What is needed:
Convert each line of the records into a JSON list of strings, one string per line, leaving out any blank lines.

Records taken from a collection
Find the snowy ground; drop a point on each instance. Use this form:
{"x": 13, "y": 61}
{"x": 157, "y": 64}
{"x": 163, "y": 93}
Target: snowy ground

Solution for this problem:
[
  "Find the snowy ground; drop a point on each instance. Use this form:",
  "{\"x\": 13, \"y\": 61}",
  "{\"x\": 157, \"y\": 64}",
  "{\"x\": 163, \"y\": 93}",
  "Target: snowy ground"
]